(Labeled-object pointing records)

-- begin --

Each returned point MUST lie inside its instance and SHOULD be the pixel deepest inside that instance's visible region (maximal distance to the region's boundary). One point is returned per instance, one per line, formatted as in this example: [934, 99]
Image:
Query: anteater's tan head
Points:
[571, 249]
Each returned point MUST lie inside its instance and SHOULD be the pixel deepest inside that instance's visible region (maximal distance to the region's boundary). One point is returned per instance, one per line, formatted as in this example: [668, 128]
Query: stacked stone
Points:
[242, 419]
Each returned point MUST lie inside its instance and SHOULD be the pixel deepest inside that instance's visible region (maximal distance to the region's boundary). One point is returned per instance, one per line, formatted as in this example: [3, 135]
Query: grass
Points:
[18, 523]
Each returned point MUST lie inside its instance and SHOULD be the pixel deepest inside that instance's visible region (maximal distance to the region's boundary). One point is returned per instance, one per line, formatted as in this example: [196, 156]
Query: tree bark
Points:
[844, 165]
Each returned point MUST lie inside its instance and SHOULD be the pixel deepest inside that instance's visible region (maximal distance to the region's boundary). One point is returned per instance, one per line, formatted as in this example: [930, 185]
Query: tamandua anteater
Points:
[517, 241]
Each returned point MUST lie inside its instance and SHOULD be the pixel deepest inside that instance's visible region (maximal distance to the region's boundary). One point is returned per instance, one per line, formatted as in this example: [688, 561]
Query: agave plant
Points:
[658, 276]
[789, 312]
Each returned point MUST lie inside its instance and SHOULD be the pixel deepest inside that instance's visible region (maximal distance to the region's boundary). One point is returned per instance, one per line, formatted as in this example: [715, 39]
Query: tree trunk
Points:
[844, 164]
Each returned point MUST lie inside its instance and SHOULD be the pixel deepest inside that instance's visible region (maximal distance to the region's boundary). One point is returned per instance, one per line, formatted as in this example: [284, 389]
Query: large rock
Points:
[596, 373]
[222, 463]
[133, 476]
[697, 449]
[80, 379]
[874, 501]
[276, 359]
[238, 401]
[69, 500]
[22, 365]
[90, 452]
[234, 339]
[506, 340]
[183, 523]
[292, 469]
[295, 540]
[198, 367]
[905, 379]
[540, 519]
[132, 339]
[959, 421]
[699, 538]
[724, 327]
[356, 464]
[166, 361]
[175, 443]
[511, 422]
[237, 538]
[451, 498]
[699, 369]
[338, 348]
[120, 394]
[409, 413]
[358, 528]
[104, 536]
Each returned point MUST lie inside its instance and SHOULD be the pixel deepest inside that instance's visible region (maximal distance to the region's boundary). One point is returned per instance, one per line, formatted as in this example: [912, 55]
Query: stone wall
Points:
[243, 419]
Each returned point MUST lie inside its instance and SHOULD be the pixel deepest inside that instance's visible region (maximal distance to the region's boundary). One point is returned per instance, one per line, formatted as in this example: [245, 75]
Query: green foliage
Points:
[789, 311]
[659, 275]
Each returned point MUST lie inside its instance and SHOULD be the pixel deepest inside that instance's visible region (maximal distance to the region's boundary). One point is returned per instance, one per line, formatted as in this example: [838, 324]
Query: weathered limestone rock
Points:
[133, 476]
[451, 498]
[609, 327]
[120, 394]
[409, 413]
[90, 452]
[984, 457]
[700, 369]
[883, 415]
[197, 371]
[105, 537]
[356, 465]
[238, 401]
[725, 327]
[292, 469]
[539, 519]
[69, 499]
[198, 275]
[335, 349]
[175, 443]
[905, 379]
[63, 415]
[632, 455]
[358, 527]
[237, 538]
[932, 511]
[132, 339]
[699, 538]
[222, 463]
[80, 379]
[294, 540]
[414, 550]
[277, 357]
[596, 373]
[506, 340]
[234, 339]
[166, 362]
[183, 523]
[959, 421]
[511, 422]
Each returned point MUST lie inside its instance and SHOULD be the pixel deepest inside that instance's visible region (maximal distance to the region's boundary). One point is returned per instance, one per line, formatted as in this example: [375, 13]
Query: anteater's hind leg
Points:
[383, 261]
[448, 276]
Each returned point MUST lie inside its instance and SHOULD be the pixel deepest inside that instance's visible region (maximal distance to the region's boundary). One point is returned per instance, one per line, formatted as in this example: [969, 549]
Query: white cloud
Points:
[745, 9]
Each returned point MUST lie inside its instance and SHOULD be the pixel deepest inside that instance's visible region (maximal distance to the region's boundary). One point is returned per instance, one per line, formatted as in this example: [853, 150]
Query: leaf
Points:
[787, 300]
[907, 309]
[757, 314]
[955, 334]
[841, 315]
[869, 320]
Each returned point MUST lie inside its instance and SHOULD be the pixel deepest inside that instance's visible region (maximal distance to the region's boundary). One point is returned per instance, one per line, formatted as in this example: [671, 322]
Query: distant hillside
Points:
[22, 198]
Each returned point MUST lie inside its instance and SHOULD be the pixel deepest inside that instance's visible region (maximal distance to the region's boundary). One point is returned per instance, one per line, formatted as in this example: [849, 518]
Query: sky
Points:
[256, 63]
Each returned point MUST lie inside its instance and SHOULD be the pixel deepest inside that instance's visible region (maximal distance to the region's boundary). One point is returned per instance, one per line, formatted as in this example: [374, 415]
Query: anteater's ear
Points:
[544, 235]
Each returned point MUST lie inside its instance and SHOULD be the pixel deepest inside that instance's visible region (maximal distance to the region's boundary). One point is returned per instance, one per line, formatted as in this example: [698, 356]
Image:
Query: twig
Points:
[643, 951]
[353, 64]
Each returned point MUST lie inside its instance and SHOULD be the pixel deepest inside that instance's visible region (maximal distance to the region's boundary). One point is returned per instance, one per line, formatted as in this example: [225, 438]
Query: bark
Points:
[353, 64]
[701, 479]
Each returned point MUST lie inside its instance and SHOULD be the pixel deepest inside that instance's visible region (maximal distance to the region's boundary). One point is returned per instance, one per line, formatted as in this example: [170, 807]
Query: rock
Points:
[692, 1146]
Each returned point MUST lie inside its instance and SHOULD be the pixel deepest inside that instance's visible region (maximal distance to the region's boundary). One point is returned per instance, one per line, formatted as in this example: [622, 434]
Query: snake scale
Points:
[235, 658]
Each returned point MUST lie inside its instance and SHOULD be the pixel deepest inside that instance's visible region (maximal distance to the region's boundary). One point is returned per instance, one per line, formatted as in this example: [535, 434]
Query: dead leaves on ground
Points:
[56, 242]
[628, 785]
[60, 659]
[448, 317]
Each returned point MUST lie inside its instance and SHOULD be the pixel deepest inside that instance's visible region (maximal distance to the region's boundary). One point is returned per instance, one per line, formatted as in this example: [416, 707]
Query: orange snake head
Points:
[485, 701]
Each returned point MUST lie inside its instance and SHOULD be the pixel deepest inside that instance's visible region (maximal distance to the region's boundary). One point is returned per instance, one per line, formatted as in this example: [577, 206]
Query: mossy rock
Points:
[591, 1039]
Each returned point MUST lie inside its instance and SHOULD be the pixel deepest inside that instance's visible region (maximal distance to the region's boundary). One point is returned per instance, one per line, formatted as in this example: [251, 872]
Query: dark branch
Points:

-- end --

• PROBLEM:
Format every line of the records above as a Markdown table with the columns "Row" and "Record line," numbering the rows in order and skipping blank lines.

• WRITTEN ANSWER:
| Row | Record line |
|---|---|
| 1 | Each returned point MUST lie inside its instance and SHOULD be the pixel deepest inside that instance's visible region (maximal distance to the region's boundary). One point is returned per instance, one per line, formatted as in this example: [934, 99] |
| 2 | Image: |
| 3 | Query: anteater's tan head |
| 4 | Points: |
| 5 | [571, 249] |
| 6 | Each returned point MUST lie inside its instance and SHOULD be the pixel deepest inside that instance's visible region (maximal distance to the region's boundary). One point is returned per instance, one per line, formatted as in this example: [668, 128] |
| 7 | Query: stacked stone |
| 8 | Points: |
| 9 | [242, 419] |
| 10 | Each returned point MUST lie inside its instance and SHOULD be the pixel deepest inside that instance's visible region (maximal distance to the region's boundary). One point is returned per instance, one per line, formatted as in this example: [3, 135] |
| 11 | Query: grass |
| 12 | Points: |
| 13 | [18, 523] |
| 14 | Each returned point MUST lie inside its instance and SHOULD be the pixel deepest inside that instance's visible region (maximal distance to the region's boundary). One point is returned per instance, one per line, formatted as in this example: [196, 156] |
| 15 | Query: tree bark |
| 16 | Points: |
| 17 | [844, 165] |
| 18 | Each returned point MUST lie inside its instance and SHOULD be the pixel deepest inside that instance's visible region (maximal distance to the region's boundary). One point is returned per instance, one per line, formatted as in this example: [930, 185] |
| 19 | Query: tamandua anteater |
| 20 | Points: |
| 21 | [517, 241] |
| 22 | Each returned point MUST lie inside its instance and SHOULD be the pixel deepest inside that instance's visible region (maximal distance to the region's boundary). One point is returned per instance, one per line, formatted as in this example: [688, 561] |
| 23 | Query: agave plant |
| 24 | Points: |
| 25 | [658, 276] |
| 26 | [789, 312] |
| 27 | Each returned point MUST lie inside its instance and SHOULD be the pixel deepest inside that instance's visible region (maximal distance to the region's boundary). One point is returned per instance, one per line, formatted as in this example: [715, 39] |
| 28 | Query: tree trunk |
| 29 | Points: |
| 30 | [844, 164] |
| 31 | Each returned point MUST lie inside its instance and SHOULD be the pixel deepest inside that instance's visible region (maximal distance to the region's boundary). One point is returned per instance, one per line, formatted as in this example: [284, 389] |
| 32 | Query: large rock |
| 33 | Points: |
| 34 | [596, 373] |
| 35 | [222, 463] |
| 36 | [133, 476] |
| 37 | [697, 449] |
| 38 | [80, 379] |
| 39 | [874, 501] |
| 40 | [276, 359] |
| 41 | [238, 401] |
| 42 | [69, 500] |
| 43 | [22, 365] |
| 44 | [90, 452] |
| 45 | [234, 339] |
| 46 | [506, 340] |
| 47 | [183, 523] |
| 48 | [292, 469] |
| 49 | [295, 540] |
| 50 | [198, 367] |
| 51 | [905, 379] |
| 52 | [540, 519] |
| 53 | [132, 339] |
| 54 | [959, 421] |
| 55 | [699, 538] |
| 56 | [724, 327] |
| 57 | [356, 464] |
| 58 | [166, 361] |
| 59 | [175, 443] |
| 60 | [511, 422] |
| 61 | [237, 538] |
| 62 | [451, 498] |
| 63 | [699, 369] |
| 64 | [338, 348] |
| 65 | [120, 394] |
| 66 | [409, 413] |
| 67 | [358, 528] |
| 68 | [104, 536] |
| 69 | Each returned point MUST lie inside its instance and SHOULD be the pixel deepest inside that instance's visible region (maximal distance to the region's boundary). One point is returned per instance, one per line, formatted as in this example: [912, 55] |
| 70 | Query: stone wall |
| 71 | Points: |
| 72 | [243, 419] |
| 73 | Each returned point MUST lie inside its instance and SHOULD be the pixel deepest inside that instance's visible region (maximal distance to the region's boundary). One point is returned per instance, one per line, formatted as in this example: [245, 75] |
| 74 | Query: green foliage |
| 75 | Points: |
| 76 | [789, 311] |
| 77 | [659, 275] |
| 78 | Each returned point MUST lie inside its instance and SHOULD be the pixel deepest inside that instance's visible region (maximal distance to the region's boundary). One point is returned per instance, one per line, formatted as in this example: [838, 324] |
| 79 | Query: weathered limestone rock |
| 80 | Points: |
| 81 | [133, 476] |
| 82 | [451, 498] |
| 83 | [609, 327] |
| 84 | [120, 394] |
| 85 | [409, 413] |
| 86 | [90, 452] |
| 87 | [984, 457] |
| 88 | [700, 369] |
| 89 | [883, 415] |
| 90 | [197, 371] |
| 91 | [105, 537] |
| 92 | [356, 465] |
| 93 | [238, 401] |
| 94 | [725, 327] |
| 95 | [292, 469] |
| 96 | [539, 519] |
| 97 | [69, 499] |
| 98 | [198, 275] |
| 99 | [335, 349] |
| 100 | [175, 443] |
| 101 | [905, 379] |
| 102 | [63, 415] |
| 103 | [632, 455] |
| 104 | [358, 527] |
| 105 | [237, 538] |
| 106 | [932, 511] |
| 107 | [132, 339] |
| 108 | [699, 538] |
| 109 | [222, 463] |
| 110 | [80, 379] |
| 111 | [294, 540] |
| 112 | [414, 550] |
| 113 | [277, 357] |
| 114 | [596, 373] |
| 115 | [506, 340] |
| 116 | [234, 339] |
| 117 | [166, 362] |
| 118 | [183, 523] |
| 119 | [959, 421] |
| 120 | [511, 422] |
| 121 | Each returned point MUST lie inside its instance and SHOULD be the pixel deepest inside that instance's visible region (maximal distance to the region's boundary). One point is returned per instance, one per line, formatted as in this example: [375, 13] |
| 122 | Query: anteater's hind leg |
| 123 | Points: |
| 124 | [383, 261] |
| 125 | [448, 276] |
| 126 | Each returned point MUST lie inside its instance and SHOULD be the pixel deepest inside that instance's visible region (maximal distance to the region's boundary). One point is returned per instance, one per line, formatted as in this example: [969, 549] |
| 127 | Query: white cloud |
| 128 | Points: |
| 129 | [745, 9] |
| 130 | Each returned point MUST lie inside its instance and SHOULD be the pixel deepest inside that instance's visible region (maximal distance to the region's boundary). One point is returned per instance, one per line, formatted as in this example: [853, 150] |
| 131 | Query: leaf |
| 132 | Points: |
| 133 | [787, 300] |
| 134 | [907, 309] |
| 135 | [757, 314] |
| 136 | [955, 334] |
| 137 | [841, 315] |
| 138 | [869, 320] |
| 139 | Each returned point MUST lie inside its instance and SHOULD be the pixel deepest inside that instance's visible region (maximal distance to the region's boundary). One point is returned per instance, one per line, formatted as in this example: [671, 322] |
| 140 | Query: distant hillside |
| 141 | Points: |
| 142 | [22, 198] |
| 143 | Each returned point MUST lie inside its instance and SHOULD be the pixel deepest inside that instance's visible region (maximal distance to the region's boundary). One point is returned per instance, one per line, formatted as in this example: [849, 518] |
| 144 | Query: sky |
| 145 | Points: |
| 146 | [256, 63] |
| 147 | Each returned point MUST lie inside its instance and SHOULD be the pixel deepest inside that instance's visible region (maximal distance to the region's boundary). One point is returned per instance, one per line, formatted as in this example: [374, 415] |
| 148 | Query: anteater's ear |
| 149 | Points: |
| 150 | [544, 235] |
| 151 | Each returned point MUST lie inside its instance and SHOULD be the pixel deepest inside that instance's visible region (maximal distance to the region's boundary). One point is returned per instance, one per line, formatted as in this example: [698, 356] |
| 152 | Image: |
| 153 | Query: twig |
| 154 | Points: |
| 155 | [643, 951] |
| 156 | [353, 64] |
| 157 | Each returned point MUST lie inside its instance and SHOULD be the pixel deepest inside that instance's visible region (maximal distance to the region's boundary). One point is returned per instance, one per line, formatted as in this example: [225, 438] |
| 158 | Query: bark |
| 159 | Points: |
| 160 | [353, 64] |
| 161 | [701, 479] |
| 162 | Each returned point MUST lie inside its instance and SHOULD be the pixel deepest inside that instance's visible region (maximal distance to the region's boundary). One point is returned per instance, one per line, formatted as in this example: [170, 807] |
| 163 | Query: rock |
| 164 | Points: |
| 165 | [692, 1146] |
| 166 | Each returned point MUST lie inside its instance and SHOULD be the pixel deepest inside that instance's visible region (maximal distance to the region's boundary). One point is returned per instance, one per line, formatted as in this example: [622, 434] |
| 167 | Query: snake scale |
| 168 | Points: |
| 169 | [235, 658] |
| 170 | Each returned point MUST lie inside its instance and SHOULD be the pixel deepest inside that instance's visible region (maximal distance to the region's boundary). One point is returned per instance, one per line, formatted as in this example: [535, 434] |
| 171 | Query: dead leaves on ground |
| 172 | Points: |
| 173 | [56, 242] |
| 174 | [628, 785] |
| 175 | [60, 659] |
| 176 | [448, 317] |
| 177 | Each returned point MUST lie inside its instance and SHOULD be the pixel deepest inside that instance's visible region (maximal distance to the region's boundary). One point is returned per instance, one per line, formatted as in this example: [416, 707] |
| 178 | Query: orange snake head |
| 179 | Points: |
| 180 | [485, 701] |
| 181 | Each returned point MUST lie inside its instance and SHOULD be the pixel deepest inside that instance's visible region (maximal distance to the region's boundary). One point is returned per instance, one per line, formatted as in this example: [577, 206] |
| 182 | Query: mossy rock |
| 183 | Points: |
| 184 | [591, 1039] |
| 185 | Each returned point MUST lie inside its instance and SHOULD be the pixel deepest inside that instance's visible region (maximal distance to the region's boundary). One point is returned per instance, one per line, formatted as in this example: [251, 872] |
| 186 | Query: dark branch |
| 187 | Points: |